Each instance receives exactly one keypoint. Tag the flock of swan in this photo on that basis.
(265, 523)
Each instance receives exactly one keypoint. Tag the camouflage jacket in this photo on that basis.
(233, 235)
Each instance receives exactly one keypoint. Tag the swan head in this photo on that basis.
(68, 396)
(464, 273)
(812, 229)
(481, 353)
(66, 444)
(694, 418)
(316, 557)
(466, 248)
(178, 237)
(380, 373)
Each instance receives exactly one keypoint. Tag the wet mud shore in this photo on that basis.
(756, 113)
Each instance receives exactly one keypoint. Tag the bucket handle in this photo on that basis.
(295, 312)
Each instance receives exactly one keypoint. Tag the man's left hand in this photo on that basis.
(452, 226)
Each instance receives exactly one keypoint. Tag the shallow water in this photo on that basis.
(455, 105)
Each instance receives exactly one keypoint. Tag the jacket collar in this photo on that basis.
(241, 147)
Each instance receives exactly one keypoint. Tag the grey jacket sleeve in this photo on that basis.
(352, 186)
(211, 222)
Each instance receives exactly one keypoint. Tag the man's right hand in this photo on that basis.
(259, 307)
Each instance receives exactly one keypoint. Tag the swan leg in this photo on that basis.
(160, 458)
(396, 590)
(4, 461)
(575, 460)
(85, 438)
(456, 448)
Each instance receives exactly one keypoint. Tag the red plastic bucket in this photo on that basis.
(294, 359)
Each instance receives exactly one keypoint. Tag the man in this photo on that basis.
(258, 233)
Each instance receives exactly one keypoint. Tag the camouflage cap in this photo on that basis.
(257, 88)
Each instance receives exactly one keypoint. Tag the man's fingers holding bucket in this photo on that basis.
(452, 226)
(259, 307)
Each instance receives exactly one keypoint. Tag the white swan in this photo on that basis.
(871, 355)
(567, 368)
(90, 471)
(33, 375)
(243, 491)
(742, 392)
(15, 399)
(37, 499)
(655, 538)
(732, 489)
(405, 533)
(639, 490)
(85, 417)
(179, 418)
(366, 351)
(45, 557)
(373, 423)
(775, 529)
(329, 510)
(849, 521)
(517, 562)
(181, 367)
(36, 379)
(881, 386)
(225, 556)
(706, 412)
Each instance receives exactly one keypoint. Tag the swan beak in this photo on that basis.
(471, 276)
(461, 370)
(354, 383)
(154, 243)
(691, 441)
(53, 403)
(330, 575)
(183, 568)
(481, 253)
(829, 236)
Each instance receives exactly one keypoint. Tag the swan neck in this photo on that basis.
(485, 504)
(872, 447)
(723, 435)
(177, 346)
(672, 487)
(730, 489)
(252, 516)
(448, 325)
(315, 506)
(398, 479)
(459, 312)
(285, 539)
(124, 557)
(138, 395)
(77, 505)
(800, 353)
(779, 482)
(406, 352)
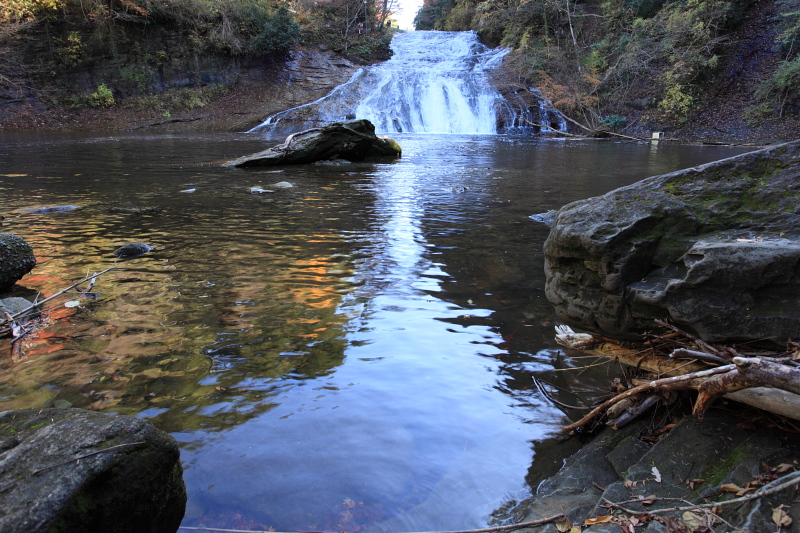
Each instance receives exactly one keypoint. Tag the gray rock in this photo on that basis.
(14, 305)
(694, 460)
(16, 260)
(135, 486)
(353, 141)
(713, 249)
(547, 218)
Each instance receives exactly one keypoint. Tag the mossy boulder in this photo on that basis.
(714, 249)
(16, 260)
(67, 470)
(353, 141)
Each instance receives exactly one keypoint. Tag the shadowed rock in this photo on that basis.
(16, 260)
(714, 249)
(354, 141)
(132, 251)
(128, 478)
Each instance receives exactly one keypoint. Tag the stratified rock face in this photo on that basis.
(714, 249)
(354, 141)
(128, 478)
(16, 260)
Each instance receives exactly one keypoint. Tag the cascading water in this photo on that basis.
(436, 82)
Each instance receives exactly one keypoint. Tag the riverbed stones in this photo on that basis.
(713, 249)
(16, 260)
(67, 470)
(353, 141)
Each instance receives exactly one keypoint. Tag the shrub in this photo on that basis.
(271, 32)
(102, 96)
(782, 87)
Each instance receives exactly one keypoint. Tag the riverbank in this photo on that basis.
(676, 474)
(253, 92)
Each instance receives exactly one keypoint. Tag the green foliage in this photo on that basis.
(782, 87)
(71, 50)
(20, 10)
(433, 15)
(270, 31)
(789, 38)
(102, 96)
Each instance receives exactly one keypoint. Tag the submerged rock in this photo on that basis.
(128, 479)
(547, 218)
(51, 209)
(16, 260)
(354, 141)
(14, 305)
(713, 249)
(133, 250)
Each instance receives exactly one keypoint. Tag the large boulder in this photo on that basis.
(16, 260)
(68, 470)
(714, 249)
(354, 141)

__________________________________________________

Task goal ->
Copy out all of the entries above word for word, leaving out the pictures.

Answer to this problem ->
Each instance receives exactly one keypoint. Tag the flock of swan in this photo on that basis.
(265, 523)
Each instance receives exactly one keypoint. Tag the camouflage jacket in this photo on that basis.
(233, 235)
Each instance receives exactly one keypoint. Tag the swan head in this photo on that basis.
(68, 396)
(464, 273)
(812, 229)
(481, 353)
(66, 444)
(694, 418)
(316, 557)
(466, 248)
(178, 237)
(380, 373)
Each instance receives exactly one keypoint. Tag the wet mud shore in this photo on that basis.
(756, 113)
Each instance receives exactly one keypoint. Tag the bucket handle in this photo on that basis.
(295, 312)
Each instance receives exactly one keypoint. Tag the man's left hand in this photo on that basis.
(452, 226)
Each instance receives exactly one keypoint. Tag the shallow water in this photo on that basis.
(455, 105)
Each instance receives exactly one keypoint. Tag the jacket collar in this photo on that basis.
(241, 147)
Each instance receives exactly one keypoint. Tag the grey jacket sleeve in this photo on that basis.
(352, 186)
(211, 222)
Each instance receives exactly one keypoint. Tag the man's right hand in this photo on that basis.
(259, 307)
Each instance receives exactly one keypoint. Tag the swan leg in this photo on that basis.
(160, 458)
(396, 590)
(4, 461)
(575, 460)
(85, 438)
(456, 448)
Each instance receives exactly one keypoint. Tag the red plastic bucket in this photo on that basis.
(294, 359)
Each instance receives exactly one keypoint. Tag the man in this photo on that basis.
(258, 233)
Each instance receives exactly one keypoint. Tag the camouflage cap in this photo on that basis.
(257, 88)
Each instance receives exactly one keypoint. Tag the man's fingers holding bucket in this photo on that basis.
(452, 226)
(259, 307)
Each instance receives exactly one keypoint. Tag the white swan in this photo on that basis.
(871, 355)
(567, 368)
(90, 471)
(33, 375)
(243, 491)
(742, 392)
(15, 399)
(37, 499)
(655, 538)
(732, 489)
(405, 533)
(639, 490)
(85, 417)
(179, 418)
(366, 351)
(45, 557)
(373, 423)
(775, 529)
(329, 510)
(849, 521)
(517, 562)
(181, 367)
(36, 379)
(881, 386)
(225, 556)
(706, 412)
Each instance receives exactly one keypoint. Tag the swan beak in this photo on that basis.
(471, 276)
(461, 370)
(354, 383)
(154, 243)
(691, 441)
(53, 403)
(330, 575)
(183, 568)
(481, 253)
(829, 236)
Each instance receives exactly one keypoint. Tag the swan neck in this photo on that basis.
(485, 504)
(872, 447)
(723, 435)
(177, 346)
(672, 487)
(730, 489)
(252, 516)
(448, 325)
(315, 506)
(398, 479)
(459, 312)
(285, 539)
(124, 557)
(138, 395)
(77, 505)
(800, 353)
(779, 482)
(406, 352)
Each instance receives exactly one keypoint. Tag the gray rock in this photo on that basis.
(14, 305)
(694, 460)
(16, 260)
(135, 486)
(353, 141)
(713, 249)
(547, 218)
Each instance receives exactly one keypoint. Tag the mossy boulder in this photo on that basis.
(714, 249)
(16, 260)
(67, 470)
(353, 141)
Each instance receives exactly one keypoint. Tag the shadowed rock in this photo on that basis.
(16, 260)
(714, 249)
(354, 141)
(132, 251)
(128, 478)
Each instance receives exactly one keypoint. Tag the stratified rock face in this photo on that basis.
(714, 249)
(354, 141)
(128, 478)
(16, 260)
Each instance receives exactly one keypoint. Tag the cascading water in this photo on that basis.
(436, 82)
Each instance receives exactly one keypoint. Tag the riverbed stones in this photo on that basis.
(713, 249)
(16, 260)
(67, 470)
(353, 141)
Each instance receives exactly one keypoint. Tag the shrub in this photo on that basis.
(271, 32)
(102, 96)
(782, 87)
Each instance receives exactly one keypoint. Tag the riverbank in this photo on that basis.
(676, 474)
(253, 92)
Each instance receives exactly one keypoint. Tag the green foliage in this photo on that basis.
(782, 87)
(71, 50)
(20, 10)
(433, 15)
(270, 31)
(789, 38)
(102, 96)
Each instance receives exactly one keypoint. Tag the submerged rock in this photo on that basis.
(128, 479)
(547, 218)
(51, 209)
(16, 260)
(354, 141)
(14, 305)
(713, 249)
(133, 250)
Each instance receives exactly one keypoint. Tag the large boulder in this photo on that basis.
(16, 260)
(68, 470)
(714, 249)
(354, 141)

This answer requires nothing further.